Extrait à lire:
____
Voici un intéressant roman où la narratrice Léa, femme de ménage de sa fonction, « porte un regard à la fois naïf et frondeur » (quatrième de couverture) sur les profonds changements survenus à la compagnie montréalaise Kaffa, une entreprise réputée de fabrication de cafetières.
Le nouveau dirigeant manipule à sa guise les 116 employés tout en modifiant les structures industrielles et commerciales afin de s’enrichir. Il détruit dès lors l’atmosphère familiale bon enfant qui régnait du temps du fondateur Émile, dit « le Magnifique ».
Une tumeur au cerveau a forcé Émile à vendre sa compagnie à un « Homme d’expérience » nommé indifféremment « Caius », « Julius », « César », « Caius Julius », « Caius Julius Caesar IV », « Champion », « le Champion des bouchons »… Ce gestionnaire est qualifié de « suce-la-cenne », de « brute épaisse et sadique », de « bactérie mangeuse de chair », d’homme à l’« ego surdimensionné », à la « vanité puérile », à l’« ambition dévorante »… Dans le but de « lui greffer une nouvelle vision du monde », « de le transformer en quelqu’un de bien », Léa s’autorise à subtiliser dans les bacs bleus les papiers confidentiels qui dévoilent l’objectif secret de César d’augmenter ses profits par une « cure minceur » dans le personnel et les procédés de production. Elle pousse son attitude inquisitrice jusqu’à corriger et même à réécrire, avec le concours d’amis, les notes récupérées dans les poubelles. Mais rien n’y fait, et Léa subit à son tour un brutal congédiement, après six années de service. Un peu plus de trois années plus tard, elle déniche un autre poste de femme de ménage, au Manoir Alexandra, un luxueux centre de convalescence. Elle vit alors des « retrouvailles tout aussi redoutées qu’inespérées », car le hasard veut que Julius y arrive un jour comme patient pour y soigner le « syndrome d’enfermement » qu’on lui a diagnostiqué. Connecté, intubé et incapable de bouger, l’« Homme d’expérience » se retrouve à la merci de Léa, contraint d’écouter ses propos accusateurs et vindicatifs. Mais ses monologues le laissent indifférent. Léa quitte finalement le manoir et occupe un nouvel emploi dans une quincaillerie, avec, devant elle, un bel avenir amoureux avec son ami Raphaël, pendant que Caius Julius Caesar IV, qui survit à une crise cardiaque, est condamné à vivre paralysé.
____
Consigne: Traduisez en anglais cette phrase de l'extrait à lire : « Mais ses monologues le laissent indifférent. » Vous n'aurez pas besoin de la liste.

Liste de données:
____
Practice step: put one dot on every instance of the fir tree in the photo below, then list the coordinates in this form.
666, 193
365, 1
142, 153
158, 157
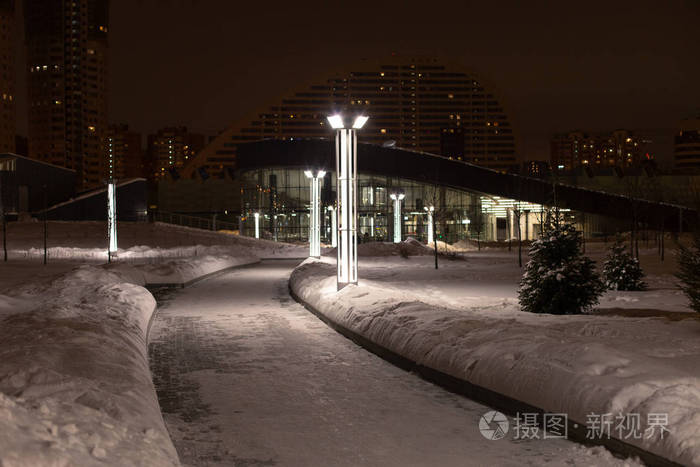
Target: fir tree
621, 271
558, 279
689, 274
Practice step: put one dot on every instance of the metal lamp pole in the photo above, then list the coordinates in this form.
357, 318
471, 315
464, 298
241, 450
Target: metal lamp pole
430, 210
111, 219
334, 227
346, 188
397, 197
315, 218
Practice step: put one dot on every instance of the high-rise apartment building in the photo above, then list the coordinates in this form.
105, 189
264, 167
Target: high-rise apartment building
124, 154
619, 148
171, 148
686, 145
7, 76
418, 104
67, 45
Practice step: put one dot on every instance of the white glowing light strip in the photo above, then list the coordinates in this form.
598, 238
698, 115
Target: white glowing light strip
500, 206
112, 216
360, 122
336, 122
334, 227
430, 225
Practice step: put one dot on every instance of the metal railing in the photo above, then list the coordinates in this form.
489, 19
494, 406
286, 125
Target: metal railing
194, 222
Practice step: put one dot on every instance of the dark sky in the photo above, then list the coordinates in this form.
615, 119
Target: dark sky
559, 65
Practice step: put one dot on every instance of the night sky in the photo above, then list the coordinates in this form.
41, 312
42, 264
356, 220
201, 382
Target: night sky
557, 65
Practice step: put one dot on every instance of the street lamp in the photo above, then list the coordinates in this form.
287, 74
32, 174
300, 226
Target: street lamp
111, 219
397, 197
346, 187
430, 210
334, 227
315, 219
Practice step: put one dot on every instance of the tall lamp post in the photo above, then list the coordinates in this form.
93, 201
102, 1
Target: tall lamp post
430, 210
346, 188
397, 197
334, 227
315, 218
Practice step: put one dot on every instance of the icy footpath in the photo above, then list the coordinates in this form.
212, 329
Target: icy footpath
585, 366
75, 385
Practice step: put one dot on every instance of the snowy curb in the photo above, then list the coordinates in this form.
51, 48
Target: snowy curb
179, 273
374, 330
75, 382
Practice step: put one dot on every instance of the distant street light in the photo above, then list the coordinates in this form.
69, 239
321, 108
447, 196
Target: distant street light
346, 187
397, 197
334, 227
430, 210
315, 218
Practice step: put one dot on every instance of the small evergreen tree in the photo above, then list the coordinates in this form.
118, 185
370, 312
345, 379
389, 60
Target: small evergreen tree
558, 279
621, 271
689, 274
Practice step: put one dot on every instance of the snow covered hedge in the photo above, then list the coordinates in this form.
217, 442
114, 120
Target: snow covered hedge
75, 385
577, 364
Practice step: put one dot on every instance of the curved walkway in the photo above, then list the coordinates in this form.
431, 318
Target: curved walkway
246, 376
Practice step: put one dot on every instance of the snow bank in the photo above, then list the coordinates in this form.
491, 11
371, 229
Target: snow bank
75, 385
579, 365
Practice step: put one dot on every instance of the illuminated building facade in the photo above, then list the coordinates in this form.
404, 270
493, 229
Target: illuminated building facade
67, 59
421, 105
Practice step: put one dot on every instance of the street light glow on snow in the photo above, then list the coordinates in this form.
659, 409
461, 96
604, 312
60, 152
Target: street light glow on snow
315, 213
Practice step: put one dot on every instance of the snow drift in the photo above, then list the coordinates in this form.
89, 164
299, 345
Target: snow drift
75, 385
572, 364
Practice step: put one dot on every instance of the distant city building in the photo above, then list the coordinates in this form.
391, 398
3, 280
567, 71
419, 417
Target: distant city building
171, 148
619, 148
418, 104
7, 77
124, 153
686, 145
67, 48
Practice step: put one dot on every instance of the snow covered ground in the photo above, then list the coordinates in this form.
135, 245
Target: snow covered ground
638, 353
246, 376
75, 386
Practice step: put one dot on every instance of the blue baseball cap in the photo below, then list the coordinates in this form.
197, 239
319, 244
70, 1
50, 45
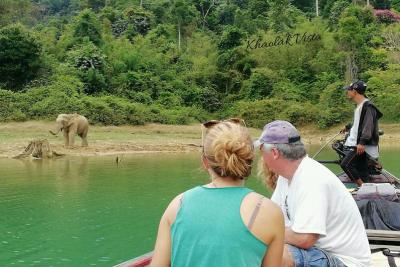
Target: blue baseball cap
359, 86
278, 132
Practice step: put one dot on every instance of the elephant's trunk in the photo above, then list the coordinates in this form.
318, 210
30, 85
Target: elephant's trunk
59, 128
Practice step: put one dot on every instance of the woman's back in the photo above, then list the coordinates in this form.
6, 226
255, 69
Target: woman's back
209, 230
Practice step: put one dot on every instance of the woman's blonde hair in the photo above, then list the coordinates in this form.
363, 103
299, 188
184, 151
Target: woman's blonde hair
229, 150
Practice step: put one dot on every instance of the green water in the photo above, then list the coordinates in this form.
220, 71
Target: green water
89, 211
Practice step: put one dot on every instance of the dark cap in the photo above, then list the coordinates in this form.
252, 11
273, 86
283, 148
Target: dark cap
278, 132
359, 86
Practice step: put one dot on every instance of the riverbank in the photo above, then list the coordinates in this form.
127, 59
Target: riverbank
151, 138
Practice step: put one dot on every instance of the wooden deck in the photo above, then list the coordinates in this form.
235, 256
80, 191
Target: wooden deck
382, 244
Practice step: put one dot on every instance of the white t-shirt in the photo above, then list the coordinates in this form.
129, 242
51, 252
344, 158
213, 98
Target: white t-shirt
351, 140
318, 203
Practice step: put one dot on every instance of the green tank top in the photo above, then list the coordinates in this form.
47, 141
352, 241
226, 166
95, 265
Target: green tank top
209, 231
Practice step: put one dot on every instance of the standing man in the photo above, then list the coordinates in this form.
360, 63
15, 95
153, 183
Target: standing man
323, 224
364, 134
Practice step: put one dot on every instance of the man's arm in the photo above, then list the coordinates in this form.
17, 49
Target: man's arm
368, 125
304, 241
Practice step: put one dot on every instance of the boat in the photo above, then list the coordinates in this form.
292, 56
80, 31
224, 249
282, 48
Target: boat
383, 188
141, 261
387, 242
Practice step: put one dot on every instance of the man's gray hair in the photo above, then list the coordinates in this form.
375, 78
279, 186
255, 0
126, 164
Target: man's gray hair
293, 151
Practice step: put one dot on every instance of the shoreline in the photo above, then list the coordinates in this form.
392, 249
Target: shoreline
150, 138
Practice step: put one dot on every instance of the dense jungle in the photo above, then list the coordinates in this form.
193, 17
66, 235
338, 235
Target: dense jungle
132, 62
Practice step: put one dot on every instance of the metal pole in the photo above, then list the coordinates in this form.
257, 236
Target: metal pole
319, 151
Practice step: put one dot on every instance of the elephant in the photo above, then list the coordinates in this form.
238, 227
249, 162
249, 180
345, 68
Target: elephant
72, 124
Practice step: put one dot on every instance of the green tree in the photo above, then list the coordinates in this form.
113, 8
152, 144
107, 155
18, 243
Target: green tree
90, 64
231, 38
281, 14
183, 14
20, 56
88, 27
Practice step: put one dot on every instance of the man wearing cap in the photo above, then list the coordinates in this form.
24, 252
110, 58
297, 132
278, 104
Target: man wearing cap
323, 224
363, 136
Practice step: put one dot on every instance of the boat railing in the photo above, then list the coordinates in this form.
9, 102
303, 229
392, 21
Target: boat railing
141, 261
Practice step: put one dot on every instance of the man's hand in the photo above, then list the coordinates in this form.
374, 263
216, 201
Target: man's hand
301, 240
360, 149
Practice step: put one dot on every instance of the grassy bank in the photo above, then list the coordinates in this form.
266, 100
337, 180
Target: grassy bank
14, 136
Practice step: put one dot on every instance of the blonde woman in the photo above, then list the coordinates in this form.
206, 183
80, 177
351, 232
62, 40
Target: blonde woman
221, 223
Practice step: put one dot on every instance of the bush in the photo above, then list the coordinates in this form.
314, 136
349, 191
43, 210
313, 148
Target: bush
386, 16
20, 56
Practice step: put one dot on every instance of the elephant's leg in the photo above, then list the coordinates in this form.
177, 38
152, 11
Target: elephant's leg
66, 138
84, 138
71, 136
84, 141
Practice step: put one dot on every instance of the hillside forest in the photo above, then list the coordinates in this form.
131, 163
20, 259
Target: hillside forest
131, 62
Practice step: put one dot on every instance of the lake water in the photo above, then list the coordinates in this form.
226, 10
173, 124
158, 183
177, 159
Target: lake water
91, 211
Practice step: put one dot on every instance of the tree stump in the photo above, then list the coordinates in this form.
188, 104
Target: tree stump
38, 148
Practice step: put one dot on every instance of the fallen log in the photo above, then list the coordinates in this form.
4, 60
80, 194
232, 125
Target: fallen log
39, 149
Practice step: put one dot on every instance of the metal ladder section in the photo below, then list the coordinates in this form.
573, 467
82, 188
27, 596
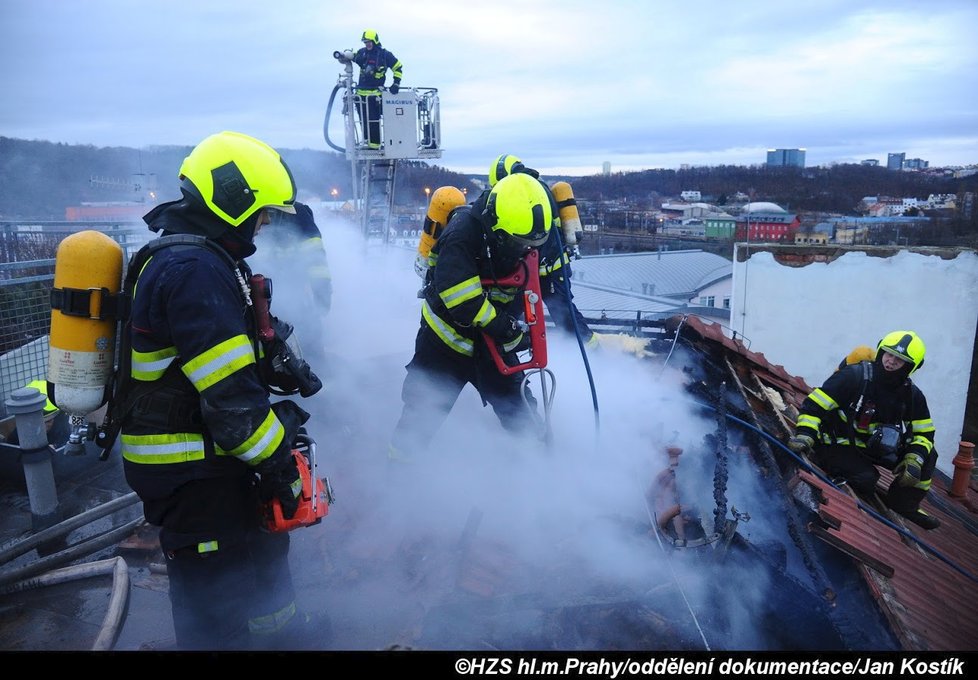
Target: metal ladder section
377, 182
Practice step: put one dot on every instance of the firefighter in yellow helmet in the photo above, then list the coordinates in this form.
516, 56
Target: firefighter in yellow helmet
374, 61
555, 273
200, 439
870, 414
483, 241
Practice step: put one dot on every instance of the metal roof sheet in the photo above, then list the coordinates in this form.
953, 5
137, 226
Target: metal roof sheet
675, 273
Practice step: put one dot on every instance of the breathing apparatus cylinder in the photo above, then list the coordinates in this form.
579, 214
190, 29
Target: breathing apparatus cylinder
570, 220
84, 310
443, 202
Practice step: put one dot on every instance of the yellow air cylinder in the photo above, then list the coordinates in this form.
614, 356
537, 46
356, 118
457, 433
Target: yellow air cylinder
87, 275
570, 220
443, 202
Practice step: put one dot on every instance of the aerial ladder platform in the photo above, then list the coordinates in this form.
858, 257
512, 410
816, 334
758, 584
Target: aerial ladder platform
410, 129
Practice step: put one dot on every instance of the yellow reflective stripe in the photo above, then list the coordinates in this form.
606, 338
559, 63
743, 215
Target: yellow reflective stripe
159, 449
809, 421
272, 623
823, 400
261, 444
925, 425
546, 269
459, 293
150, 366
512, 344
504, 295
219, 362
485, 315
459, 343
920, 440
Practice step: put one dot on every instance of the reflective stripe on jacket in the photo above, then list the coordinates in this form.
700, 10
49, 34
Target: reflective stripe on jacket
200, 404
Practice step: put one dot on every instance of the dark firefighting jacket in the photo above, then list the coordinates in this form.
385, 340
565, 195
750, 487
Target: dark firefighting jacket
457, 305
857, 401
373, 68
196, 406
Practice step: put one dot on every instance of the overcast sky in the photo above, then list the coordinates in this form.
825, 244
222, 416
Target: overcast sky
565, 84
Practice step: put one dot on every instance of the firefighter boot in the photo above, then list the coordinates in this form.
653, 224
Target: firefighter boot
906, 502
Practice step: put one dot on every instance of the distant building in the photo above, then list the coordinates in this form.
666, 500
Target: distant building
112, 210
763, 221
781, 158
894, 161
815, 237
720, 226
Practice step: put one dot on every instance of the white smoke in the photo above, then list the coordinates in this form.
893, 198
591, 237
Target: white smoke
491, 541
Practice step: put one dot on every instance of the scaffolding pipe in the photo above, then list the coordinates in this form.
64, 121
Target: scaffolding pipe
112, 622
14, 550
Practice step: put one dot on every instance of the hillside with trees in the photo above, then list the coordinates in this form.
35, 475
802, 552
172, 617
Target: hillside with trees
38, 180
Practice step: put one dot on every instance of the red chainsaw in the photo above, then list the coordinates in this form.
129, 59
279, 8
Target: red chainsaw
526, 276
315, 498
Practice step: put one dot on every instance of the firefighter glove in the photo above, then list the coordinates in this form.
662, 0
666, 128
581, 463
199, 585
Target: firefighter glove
____
Résultat: But her monologues leave him indifferent.